Nothing in the records should change; write them all out again.

....

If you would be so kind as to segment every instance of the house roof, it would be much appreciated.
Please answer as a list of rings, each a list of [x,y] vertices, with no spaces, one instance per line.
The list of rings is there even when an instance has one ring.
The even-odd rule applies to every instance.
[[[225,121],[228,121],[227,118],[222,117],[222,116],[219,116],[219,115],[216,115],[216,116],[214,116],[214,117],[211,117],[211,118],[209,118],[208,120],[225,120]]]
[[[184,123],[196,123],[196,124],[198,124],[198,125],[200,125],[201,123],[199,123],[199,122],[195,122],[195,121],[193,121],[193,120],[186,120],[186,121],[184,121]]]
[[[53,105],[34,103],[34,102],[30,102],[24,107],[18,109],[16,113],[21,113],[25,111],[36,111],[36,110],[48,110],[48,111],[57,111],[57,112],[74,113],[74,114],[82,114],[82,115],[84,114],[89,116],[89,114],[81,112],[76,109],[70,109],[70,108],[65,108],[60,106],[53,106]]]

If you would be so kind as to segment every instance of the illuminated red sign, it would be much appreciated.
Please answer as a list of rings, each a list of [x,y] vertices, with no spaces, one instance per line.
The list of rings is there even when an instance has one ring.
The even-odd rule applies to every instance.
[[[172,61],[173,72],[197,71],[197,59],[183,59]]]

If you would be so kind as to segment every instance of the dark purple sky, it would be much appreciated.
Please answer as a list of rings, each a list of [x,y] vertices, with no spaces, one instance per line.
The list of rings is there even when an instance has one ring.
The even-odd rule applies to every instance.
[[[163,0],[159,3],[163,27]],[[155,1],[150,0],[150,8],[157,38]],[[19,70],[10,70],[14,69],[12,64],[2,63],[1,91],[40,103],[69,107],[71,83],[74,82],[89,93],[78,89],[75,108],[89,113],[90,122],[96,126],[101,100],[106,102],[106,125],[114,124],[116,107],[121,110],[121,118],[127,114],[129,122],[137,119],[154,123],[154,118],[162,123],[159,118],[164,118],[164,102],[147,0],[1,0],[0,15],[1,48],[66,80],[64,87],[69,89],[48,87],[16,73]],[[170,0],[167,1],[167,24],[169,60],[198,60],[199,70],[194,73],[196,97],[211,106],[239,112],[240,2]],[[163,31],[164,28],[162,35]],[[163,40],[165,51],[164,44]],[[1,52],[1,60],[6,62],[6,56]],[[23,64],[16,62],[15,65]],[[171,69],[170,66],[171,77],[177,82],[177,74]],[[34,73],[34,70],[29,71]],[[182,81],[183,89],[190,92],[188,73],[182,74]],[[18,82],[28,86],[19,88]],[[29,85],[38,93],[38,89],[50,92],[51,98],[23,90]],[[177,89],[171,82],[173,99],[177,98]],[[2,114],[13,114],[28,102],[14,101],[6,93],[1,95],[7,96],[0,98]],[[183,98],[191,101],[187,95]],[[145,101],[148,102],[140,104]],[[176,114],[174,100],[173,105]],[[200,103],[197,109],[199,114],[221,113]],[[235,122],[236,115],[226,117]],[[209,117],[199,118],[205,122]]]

....

## WRITTEN ANSWER
If you would be so kind as to segment every instance of the house roof, it would be much appreciated.
Please answer as a list of rings, each a list of [x,y] vertices, with no spaces, one instance per line.
The list of rings is there even when an instance has one ring.
The even-odd rule applies to every instance.
[[[225,121],[228,121],[227,118],[222,117],[222,116],[219,116],[219,115],[216,115],[216,116],[214,116],[214,117],[211,117],[211,118],[209,118],[208,120],[225,120]]]
[[[184,123],[196,123],[196,124],[198,124],[198,125],[200,125],[201,123],[199,123],[199,122],[195,122],[195,121],[193,121],[193,120],[186,120],[186,121],[184,121]]]
[[[53,105],[34,103],[34,102],[30,102],[24,107],[18,109],[16,113],[21,113],[25,111],[36,111],[36,110],[48,110],[48,111],[57,111],[57,112],[74,113],[74,114],[82,114],[82,115],[84,114],[89,116],[89,114],[81,112],[76,109],[70,109],[70,108],[65,108],[60,106],[53,106]]]

If you would be so kind as to segment every instance of the illuminated red sign, it would be much appreciated.
Please answer as a list of rings, each a list of [x,y] vertices, with no spaces, one instance per line.
The list of rings is there even when an instance has one ring.
The even-odd rule applies to every instance.
[[[172,61],[173,72],[197,71],[197,59],[183,59]]]

If you would be so kind as to segment every instance of the dark purple sky, it would be much appreciated.
Please answer as a list of rings, each a list of [x,y] vertices, with no spaces, one instance per line.
The list of rings is there even when an instance has one ring.
The even-odd rule applies to every instance.
[[[163,0],[159,3],[163,27]],[[155,1],[150,0],[150,8],[157,38]],[[19,70],[10,70],[14,69],[12,64],[2,63],[1,91],[40,103],[69,107],[71,83],[74,82],[89,93],[78,89],[75,108],[89,113],[90,122],[96,126],[101,100],[106,102],[106,125],[114,124],[116,107],[121,110],[121,118],[127,114],[129,122],[137,119],[154,123],[154,118],[162,123],[159,118],[164,118],[164,102],[147,0],[1,0],[0,15],[1,48],[66,80],[64,87],[69,89],[48,87],[16,73]],[[170,0],[167,1],[167,24],[169,60],[198,60],[199,70],[194,73],[196,97],[211,106],[239,112],[240,2]],[[163,31],[164,28],[162,35]],[[163,40],[165,51],[164,44]],[[1,52],[1,60],[6,62],[6,56]],[[23,64],[16,62],[15,65]],[[171,69],[170,66],[171,77],[177,82],[177,74]],[[34,73],[34,70],[29,71]],[[182,81],[183,89],[190,92],[188,73],[182,74]],[[18,82],[28,86],[19,88]],[[29,85],[38,93],[38,89],[50,92],[51,98],[23,90]],[[177,89],[171,82],[173,99],[177,98]],[[2,114],[13,114],[28,102],[14,101],[6,93],[1,95],[7,96],[0,98]],[[183,98],[191,101],[187,95]],[[145,101],[148,102],[140,104]],[[176,114],[174,100],[173,105]],[[200,103],[197,109],[199,114],[221,113]],[[235,122],[236,115],[226,117]],[[209,117],[199,118],[205,122]]]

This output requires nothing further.